- [EXERCISE INSTRUCTIONS]: Your task is to return the line containing "of the water" plus every line after it, exactly and with nothing added.

- [GIVEN DATA]:
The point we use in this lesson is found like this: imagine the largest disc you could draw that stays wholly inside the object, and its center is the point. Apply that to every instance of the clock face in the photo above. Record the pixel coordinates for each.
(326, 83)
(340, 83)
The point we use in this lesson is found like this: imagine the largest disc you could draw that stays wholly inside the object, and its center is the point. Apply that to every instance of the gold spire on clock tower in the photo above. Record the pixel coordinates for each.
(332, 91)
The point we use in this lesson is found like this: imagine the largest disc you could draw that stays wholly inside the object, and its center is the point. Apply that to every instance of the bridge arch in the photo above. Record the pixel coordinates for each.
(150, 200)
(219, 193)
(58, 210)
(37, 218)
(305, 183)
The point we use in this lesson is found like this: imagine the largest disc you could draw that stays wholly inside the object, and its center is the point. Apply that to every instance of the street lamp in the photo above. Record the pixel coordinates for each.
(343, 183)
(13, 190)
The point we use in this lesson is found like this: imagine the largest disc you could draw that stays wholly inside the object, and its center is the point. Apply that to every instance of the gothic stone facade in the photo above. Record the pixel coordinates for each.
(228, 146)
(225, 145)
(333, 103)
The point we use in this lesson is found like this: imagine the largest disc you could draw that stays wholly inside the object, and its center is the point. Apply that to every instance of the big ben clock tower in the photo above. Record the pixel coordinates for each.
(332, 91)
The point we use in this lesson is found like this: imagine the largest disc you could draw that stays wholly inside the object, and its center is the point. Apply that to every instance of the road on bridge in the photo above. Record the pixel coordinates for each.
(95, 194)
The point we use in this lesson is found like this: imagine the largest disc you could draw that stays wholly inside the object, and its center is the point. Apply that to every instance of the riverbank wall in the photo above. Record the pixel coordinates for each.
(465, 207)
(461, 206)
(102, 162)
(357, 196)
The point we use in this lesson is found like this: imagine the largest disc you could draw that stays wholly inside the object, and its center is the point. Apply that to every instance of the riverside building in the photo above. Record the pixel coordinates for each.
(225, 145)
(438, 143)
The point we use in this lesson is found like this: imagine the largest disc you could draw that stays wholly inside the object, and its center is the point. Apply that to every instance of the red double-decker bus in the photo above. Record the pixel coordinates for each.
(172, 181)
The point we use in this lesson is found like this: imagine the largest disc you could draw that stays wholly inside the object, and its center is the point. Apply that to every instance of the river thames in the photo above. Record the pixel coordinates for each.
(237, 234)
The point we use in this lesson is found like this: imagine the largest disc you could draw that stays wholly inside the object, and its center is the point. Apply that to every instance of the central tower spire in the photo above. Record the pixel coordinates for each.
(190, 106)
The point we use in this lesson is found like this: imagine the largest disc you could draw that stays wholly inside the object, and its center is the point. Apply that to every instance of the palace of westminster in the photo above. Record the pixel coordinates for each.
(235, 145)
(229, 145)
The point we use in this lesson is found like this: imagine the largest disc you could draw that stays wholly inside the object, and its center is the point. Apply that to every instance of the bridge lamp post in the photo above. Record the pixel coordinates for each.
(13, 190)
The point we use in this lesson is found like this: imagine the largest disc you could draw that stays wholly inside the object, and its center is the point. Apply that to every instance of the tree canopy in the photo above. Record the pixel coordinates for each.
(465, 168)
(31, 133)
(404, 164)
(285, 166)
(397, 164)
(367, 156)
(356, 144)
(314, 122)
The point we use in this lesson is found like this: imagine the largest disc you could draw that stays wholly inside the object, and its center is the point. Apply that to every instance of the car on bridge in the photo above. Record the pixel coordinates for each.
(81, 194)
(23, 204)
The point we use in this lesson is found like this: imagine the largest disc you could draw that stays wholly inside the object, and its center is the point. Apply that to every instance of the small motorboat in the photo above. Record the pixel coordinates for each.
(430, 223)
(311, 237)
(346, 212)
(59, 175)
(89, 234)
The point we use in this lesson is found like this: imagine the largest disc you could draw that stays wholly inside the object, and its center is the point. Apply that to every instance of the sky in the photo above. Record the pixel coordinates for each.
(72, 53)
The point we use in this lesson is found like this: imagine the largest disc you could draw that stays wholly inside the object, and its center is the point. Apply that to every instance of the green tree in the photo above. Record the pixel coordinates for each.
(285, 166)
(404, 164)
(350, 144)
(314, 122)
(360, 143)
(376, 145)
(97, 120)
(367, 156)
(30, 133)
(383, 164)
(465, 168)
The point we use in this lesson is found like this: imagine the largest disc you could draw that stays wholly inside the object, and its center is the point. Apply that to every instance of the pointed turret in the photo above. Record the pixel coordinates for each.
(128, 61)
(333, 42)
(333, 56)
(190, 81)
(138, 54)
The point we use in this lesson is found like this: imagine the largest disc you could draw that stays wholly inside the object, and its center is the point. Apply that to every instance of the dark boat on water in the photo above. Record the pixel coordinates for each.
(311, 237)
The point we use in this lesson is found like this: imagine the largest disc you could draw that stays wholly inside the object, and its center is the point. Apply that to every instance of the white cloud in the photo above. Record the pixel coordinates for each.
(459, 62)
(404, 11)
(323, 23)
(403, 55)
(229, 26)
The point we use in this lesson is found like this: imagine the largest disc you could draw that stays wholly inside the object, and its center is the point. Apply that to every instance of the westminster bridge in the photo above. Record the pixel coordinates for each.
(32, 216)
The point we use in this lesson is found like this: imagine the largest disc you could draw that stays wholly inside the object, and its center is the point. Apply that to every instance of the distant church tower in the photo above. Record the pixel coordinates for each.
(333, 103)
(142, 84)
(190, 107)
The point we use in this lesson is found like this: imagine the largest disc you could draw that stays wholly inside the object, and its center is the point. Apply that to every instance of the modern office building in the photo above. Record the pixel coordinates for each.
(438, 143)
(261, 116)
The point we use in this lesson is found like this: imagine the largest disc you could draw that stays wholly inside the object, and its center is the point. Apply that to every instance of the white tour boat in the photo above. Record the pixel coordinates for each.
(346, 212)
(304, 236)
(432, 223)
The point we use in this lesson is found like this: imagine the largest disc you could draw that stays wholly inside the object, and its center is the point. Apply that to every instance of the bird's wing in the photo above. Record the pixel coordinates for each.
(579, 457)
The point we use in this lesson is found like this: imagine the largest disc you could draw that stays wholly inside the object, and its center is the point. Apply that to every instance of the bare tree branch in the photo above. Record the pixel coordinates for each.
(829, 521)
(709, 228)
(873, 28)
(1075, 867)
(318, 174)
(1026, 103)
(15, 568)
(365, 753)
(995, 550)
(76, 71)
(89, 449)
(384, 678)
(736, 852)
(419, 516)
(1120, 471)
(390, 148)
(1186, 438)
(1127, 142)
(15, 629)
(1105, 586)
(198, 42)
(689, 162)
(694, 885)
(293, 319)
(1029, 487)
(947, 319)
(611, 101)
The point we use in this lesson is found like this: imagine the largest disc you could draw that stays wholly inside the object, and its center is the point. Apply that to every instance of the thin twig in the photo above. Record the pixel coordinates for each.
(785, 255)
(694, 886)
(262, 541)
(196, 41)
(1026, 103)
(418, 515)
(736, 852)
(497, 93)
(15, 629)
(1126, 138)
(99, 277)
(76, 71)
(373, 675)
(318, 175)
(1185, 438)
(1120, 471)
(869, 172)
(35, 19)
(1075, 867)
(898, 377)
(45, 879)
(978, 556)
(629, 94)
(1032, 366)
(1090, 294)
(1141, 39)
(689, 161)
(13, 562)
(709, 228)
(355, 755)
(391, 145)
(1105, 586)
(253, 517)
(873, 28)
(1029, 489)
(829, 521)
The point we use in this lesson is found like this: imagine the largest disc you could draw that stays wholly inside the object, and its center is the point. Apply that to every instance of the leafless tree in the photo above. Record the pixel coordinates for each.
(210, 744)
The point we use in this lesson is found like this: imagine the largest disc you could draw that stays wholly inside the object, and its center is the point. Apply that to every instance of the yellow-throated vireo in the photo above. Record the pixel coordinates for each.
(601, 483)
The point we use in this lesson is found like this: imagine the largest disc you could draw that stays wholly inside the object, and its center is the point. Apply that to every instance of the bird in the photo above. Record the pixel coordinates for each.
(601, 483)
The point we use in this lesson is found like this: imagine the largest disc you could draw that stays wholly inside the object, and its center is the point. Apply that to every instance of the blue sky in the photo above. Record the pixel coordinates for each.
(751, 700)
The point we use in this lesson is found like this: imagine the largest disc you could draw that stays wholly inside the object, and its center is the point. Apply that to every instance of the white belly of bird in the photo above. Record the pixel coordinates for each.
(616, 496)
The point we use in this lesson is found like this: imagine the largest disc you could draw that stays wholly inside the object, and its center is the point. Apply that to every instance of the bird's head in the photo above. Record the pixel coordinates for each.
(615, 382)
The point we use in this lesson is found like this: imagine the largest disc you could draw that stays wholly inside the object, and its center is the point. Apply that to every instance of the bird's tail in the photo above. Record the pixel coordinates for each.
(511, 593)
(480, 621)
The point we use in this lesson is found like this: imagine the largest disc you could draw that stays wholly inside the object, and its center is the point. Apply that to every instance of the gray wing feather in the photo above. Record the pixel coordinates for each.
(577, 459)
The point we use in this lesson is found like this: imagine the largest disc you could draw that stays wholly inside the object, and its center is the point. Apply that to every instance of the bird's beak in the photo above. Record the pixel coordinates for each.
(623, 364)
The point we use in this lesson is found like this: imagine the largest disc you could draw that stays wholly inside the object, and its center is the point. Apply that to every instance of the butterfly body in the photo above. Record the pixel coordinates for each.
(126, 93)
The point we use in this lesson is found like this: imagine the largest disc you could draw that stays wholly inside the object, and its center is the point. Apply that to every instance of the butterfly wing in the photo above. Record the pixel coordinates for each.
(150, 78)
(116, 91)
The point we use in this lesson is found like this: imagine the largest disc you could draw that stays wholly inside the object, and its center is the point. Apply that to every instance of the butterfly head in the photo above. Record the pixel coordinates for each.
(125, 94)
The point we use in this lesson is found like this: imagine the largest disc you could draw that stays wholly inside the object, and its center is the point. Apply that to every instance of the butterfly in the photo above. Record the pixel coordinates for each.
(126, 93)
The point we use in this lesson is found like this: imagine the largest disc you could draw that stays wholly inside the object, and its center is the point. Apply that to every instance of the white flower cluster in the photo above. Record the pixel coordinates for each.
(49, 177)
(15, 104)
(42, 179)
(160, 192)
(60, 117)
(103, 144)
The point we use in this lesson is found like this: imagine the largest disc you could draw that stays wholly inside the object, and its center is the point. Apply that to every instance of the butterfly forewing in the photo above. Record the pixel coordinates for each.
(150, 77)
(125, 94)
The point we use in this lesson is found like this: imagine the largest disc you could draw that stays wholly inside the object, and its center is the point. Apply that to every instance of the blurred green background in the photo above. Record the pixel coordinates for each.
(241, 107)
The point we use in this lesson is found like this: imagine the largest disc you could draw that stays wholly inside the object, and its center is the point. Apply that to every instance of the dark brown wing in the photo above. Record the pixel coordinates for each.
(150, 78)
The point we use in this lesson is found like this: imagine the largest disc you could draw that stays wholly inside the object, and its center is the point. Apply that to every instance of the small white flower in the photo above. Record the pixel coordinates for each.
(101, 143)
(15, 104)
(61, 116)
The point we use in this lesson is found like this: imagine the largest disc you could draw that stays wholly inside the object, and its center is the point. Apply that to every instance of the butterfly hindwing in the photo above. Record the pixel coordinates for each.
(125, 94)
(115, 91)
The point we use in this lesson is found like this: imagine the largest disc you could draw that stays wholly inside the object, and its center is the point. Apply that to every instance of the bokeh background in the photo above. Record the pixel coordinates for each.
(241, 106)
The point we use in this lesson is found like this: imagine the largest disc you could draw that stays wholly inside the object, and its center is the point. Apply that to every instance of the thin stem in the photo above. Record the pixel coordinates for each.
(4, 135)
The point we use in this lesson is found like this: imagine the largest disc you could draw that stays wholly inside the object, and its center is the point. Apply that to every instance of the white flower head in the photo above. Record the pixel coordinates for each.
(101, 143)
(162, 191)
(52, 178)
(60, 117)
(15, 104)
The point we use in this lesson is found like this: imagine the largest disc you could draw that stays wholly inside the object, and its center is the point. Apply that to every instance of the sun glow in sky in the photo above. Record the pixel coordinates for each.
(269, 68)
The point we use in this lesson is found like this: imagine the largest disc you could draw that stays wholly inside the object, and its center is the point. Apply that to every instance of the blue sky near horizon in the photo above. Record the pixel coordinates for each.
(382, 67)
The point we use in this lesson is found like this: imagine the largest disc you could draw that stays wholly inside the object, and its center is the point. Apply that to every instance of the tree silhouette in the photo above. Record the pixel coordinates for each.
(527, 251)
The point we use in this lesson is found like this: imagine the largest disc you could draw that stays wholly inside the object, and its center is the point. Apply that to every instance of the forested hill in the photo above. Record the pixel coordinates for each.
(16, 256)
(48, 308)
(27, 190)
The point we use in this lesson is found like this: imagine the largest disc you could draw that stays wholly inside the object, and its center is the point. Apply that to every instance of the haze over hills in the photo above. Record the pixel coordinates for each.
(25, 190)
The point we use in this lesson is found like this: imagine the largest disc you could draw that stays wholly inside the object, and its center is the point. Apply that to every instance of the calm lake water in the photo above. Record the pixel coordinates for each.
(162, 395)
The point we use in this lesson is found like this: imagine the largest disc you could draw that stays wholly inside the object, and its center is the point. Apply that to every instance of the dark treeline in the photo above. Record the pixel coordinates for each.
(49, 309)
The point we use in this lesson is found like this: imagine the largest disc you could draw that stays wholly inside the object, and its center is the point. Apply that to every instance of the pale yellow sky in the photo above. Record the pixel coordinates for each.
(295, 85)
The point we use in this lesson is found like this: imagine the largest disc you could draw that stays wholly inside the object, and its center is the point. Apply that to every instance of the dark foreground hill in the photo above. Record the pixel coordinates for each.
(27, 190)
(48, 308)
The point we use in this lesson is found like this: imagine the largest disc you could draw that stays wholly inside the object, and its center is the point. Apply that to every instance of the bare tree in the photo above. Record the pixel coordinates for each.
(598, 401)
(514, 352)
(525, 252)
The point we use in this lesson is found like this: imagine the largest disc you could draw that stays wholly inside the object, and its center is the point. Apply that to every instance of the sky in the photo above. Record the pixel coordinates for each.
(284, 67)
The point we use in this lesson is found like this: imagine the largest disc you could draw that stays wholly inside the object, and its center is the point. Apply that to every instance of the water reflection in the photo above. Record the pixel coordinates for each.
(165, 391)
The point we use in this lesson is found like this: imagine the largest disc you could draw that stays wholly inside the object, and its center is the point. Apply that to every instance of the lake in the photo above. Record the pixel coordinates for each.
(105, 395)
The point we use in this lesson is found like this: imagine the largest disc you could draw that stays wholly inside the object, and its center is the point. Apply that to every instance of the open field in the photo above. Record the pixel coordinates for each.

- [WRITTEN RESPONSE]:
The point we use in this lesson is found like this: imagine the largest disc you could draw that stays wholly inside the object, and its center is the point. Apply that to every instance of the water reflection in the photo above. Record the pixel coordinates for each.
(165, 391)
The point we use in this lesson is found like this: imagine the largest disc you could draw that stays wholly inside the object, and its center is the point. Apply that to every instance of the lake in the photo above. Record the pixel coordinates for each.
(105, 395)
The point we use in this lesson is found like this: imagine the largest disc you could draw that stays wholly inside the object, and its center is the point. Apply that to every instance of the open field in the photo above. Record the pixel coordinates for each.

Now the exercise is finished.